[What is needed] Scan the records for the line containing "Find every instance of the pepper". From there through the last line, write out each line exactly.

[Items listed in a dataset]
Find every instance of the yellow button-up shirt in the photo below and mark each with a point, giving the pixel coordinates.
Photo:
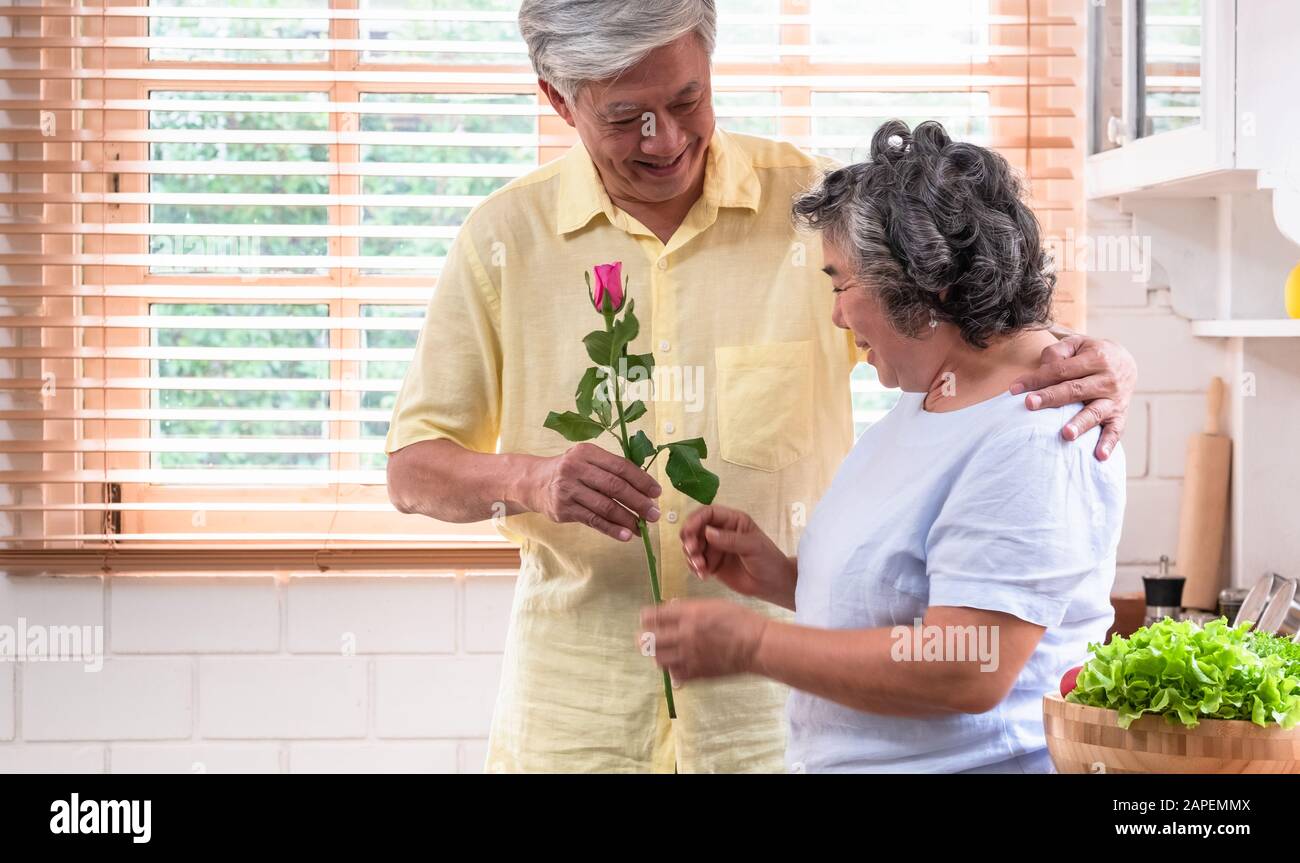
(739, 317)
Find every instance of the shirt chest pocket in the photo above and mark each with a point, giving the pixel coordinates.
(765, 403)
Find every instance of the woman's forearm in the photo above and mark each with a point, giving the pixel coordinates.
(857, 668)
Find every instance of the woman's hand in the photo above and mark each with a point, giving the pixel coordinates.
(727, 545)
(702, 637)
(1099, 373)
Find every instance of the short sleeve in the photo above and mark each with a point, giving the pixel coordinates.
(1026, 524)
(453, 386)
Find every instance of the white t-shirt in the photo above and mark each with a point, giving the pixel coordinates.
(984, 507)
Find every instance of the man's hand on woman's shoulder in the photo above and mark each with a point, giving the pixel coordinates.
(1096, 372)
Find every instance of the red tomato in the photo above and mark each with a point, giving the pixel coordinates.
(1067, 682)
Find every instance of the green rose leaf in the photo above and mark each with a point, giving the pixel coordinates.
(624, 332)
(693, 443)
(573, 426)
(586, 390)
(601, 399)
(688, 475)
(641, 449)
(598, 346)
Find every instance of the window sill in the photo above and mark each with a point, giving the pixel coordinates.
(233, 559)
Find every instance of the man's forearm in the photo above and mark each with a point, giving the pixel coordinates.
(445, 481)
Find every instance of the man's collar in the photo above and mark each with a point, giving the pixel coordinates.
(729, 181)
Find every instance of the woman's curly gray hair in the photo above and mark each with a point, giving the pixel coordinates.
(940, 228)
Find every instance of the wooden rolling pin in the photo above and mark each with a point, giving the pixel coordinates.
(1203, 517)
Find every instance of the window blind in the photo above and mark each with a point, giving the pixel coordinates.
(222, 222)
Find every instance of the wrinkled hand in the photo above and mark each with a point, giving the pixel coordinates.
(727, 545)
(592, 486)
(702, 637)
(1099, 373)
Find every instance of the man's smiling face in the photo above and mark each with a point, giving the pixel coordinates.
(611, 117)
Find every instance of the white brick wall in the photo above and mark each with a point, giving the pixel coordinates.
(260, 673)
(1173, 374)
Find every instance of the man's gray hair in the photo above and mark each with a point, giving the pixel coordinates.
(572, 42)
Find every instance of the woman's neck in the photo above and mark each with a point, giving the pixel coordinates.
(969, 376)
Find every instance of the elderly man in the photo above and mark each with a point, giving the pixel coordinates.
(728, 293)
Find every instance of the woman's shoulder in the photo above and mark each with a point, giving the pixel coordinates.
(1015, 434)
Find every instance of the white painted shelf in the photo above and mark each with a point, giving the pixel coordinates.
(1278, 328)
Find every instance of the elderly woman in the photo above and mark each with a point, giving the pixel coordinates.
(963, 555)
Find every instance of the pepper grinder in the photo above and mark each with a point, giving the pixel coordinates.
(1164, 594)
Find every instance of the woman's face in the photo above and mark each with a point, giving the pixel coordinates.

[Task output]
Find every instance of the pepper grinder in the photo above and mark each with a point, giving the pixel coordinates.
(1164, 594)
Find every instance of the woman's face in the photo above and mark each with a point, giving the pixel coordinates.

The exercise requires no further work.